======== 抽出テキスト

それで出てきたのは、「人望はリーダーシップと愛嬌が合わさらないとちゃんと成立しない」という方程式でした。まだまだこれは仮説です。でもみなさんどこかで「うちの親分は、リーダーシップは持ってるけど愛嬌がまだ足りないな」とか、ちょっと目を閉じて、自分の上司を想像してみると思い浮かびますよね。 「もうちょっとああだったら、みんな言うこと聞いちゃうのにな」とか、そういうことがあると思います。でも、逆に言うと、そう言ってるあなたにも愛嬌がないと、みんなが一緒にやってくれない。 だから、大事なこととしては、愛嬌というのは台本で教えられないことじゃないかということなんです。こればっかりは別の機会で学ぶしかない。
実は今月(10月)25日に、コンビビアル・デザイニングということで、ここのカンファレンスで開催されるイベント「DESIGN TOUCH CONFERENCE」で90分お話をしますが、そのテーマがコンビビアリティ(conviviality)なんです。コンビビアルなパワーを、そこで僕はとっても大事にしたいと思います。
コンビビアリティというのは、辞書をお繰りになると「宴会」って書いてあります。酒飲みの宴会です。
これ僕は「意味が違う」と思っていまして、要するにコンビビアリティの本質は、実はこの「懇親力」だろう、と自分なりに訳していまして、授業なんかでは特権を使って、「そういうふうに考えろ」と学生に言っているもんですから、「コンビビアリティって何よ?」と言うと「懇親力じゃない?」とみんな言うようになりました。
教育力というのは恐ろしいもので、僕が間違えてると僕の学生も全部間違っちゃうという、恐ろしいことをやっているわけですが、現実的にコンビビアリティというのは懇親力、例えば会議をやっても、必ずあとに「懇親会」がセットされています。
実際、宴会なんですけども、先ほどのリーダーシップや、メソドロジーはちゃんと確立してるかもしれないけど、そこに愛嬌を足す。
あるいは、カルッカイネンさんにアルコールが入った状態で「さっき言ってたことだけどさ、本当は難しいんでしょう?」とか聞いてみる。そうすると多分、「これは簡単だけど、こっちは実はとても大変!」とかって言ってくると思う。その時のカルッカイネンさんは、きっとすごく愛嬌があると思います。それはコンビビアルな場だから言えることなんです。
僕はいろんなことを混同しているまずい人間なんですけど、こういうちゃんとした場で、あるいは国会演説で冗談言うバカはいませんよね。そういうところから考えると、ちゃんとやることと、「その心は?」と聞くことがセットにならないと正しいことが見えてこない。

================
======== 提供データ

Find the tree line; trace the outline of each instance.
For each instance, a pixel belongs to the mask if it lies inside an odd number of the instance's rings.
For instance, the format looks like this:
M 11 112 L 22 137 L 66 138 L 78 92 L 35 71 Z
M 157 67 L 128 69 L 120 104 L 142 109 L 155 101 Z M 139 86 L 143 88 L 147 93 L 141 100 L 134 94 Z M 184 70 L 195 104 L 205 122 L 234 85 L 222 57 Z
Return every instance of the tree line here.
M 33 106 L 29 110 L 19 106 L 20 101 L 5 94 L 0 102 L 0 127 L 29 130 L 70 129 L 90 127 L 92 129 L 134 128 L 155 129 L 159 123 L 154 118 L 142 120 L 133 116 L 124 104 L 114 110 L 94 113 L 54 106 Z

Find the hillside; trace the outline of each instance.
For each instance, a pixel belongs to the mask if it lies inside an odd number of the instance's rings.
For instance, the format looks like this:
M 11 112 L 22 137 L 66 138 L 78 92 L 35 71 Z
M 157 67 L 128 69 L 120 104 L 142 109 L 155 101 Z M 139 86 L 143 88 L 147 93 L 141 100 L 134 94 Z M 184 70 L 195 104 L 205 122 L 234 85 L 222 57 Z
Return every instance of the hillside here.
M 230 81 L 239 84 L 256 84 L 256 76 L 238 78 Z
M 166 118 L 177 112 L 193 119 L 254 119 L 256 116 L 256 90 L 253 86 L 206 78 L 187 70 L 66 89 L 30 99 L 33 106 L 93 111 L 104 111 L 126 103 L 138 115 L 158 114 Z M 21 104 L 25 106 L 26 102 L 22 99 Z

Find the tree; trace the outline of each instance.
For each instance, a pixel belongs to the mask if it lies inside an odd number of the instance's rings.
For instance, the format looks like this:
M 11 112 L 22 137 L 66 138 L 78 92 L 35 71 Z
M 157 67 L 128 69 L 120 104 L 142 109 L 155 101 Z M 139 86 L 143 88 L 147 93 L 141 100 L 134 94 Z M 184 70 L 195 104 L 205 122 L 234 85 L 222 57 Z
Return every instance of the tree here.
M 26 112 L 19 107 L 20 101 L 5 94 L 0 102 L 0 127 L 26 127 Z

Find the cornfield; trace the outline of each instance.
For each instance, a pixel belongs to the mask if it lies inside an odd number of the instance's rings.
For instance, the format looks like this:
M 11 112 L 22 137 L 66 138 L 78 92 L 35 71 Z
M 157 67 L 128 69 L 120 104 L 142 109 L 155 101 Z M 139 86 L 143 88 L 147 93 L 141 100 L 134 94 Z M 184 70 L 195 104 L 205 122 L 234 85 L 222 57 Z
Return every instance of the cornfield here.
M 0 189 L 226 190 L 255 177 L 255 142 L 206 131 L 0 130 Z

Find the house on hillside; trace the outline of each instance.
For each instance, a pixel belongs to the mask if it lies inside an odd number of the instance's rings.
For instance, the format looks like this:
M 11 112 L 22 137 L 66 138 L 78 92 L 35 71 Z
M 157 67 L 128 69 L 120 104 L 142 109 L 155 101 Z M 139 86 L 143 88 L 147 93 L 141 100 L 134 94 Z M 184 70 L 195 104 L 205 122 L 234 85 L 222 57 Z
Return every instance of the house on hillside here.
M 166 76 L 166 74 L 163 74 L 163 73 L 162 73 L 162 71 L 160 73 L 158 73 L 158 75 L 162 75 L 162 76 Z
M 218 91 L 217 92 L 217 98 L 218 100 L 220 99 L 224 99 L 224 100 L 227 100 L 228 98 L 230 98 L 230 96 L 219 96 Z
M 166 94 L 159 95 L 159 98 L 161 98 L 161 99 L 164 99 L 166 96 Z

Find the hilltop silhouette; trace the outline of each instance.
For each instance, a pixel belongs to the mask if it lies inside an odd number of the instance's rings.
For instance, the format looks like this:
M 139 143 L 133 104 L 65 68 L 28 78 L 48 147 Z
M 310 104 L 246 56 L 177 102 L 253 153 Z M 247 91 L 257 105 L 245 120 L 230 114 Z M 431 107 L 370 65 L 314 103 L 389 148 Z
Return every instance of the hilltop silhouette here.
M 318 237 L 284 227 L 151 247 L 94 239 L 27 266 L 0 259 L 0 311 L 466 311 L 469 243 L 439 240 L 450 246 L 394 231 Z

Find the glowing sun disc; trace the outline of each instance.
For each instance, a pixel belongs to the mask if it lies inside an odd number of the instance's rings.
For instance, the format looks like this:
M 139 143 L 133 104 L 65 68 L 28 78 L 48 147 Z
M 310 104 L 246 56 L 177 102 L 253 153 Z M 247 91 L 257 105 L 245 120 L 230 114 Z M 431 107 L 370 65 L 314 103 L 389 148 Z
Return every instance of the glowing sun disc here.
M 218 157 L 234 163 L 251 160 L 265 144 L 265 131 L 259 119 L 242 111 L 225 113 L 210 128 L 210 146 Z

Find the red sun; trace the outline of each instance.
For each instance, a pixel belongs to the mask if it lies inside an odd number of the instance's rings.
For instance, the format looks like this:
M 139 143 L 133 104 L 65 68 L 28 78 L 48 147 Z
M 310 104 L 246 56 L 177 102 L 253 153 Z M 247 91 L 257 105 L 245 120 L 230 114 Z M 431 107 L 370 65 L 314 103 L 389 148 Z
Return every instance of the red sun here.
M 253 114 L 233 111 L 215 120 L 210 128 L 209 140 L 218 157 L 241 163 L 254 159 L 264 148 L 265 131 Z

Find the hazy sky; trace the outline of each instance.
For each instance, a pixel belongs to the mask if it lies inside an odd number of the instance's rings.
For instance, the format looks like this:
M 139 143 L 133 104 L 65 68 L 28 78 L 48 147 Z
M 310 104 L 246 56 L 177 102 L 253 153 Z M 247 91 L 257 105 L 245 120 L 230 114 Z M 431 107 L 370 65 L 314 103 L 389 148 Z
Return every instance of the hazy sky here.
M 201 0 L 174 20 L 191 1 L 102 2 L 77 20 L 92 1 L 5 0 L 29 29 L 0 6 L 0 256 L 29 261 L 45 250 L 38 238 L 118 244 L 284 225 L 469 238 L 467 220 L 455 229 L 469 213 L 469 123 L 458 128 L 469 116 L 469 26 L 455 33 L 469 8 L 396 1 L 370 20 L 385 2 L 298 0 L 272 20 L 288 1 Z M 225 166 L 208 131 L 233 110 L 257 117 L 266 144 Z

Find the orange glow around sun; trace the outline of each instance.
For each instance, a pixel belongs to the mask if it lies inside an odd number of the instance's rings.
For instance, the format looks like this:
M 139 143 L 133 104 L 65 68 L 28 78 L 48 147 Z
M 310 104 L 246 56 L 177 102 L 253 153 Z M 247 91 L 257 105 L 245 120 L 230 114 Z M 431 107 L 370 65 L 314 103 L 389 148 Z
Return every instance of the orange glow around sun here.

================

#### [作業内容]
コンビビアリティについての文章のうち、「教育力というのは恐ろしいもの」から「ないけど、そこに愛嬌を足す。」までを、両端も含めて一字一句変えずに書き写してください。

#### [出力結果]
教育力というのは恐ろしいもので、僕が間違えてると僕の学生も全部間違っちゃうという、恐ろしいことをやっているわけですが、現実的にコンビビアリティというのは懇親力、例えば会議をやっても、必ずあとに「懇親会」がセットされています。
実際、宴会なんですけども、先ほどのリーダーシップや、メソドロジーはちゃんと確立してるかもしれないけど、そこに愛嬌を足す。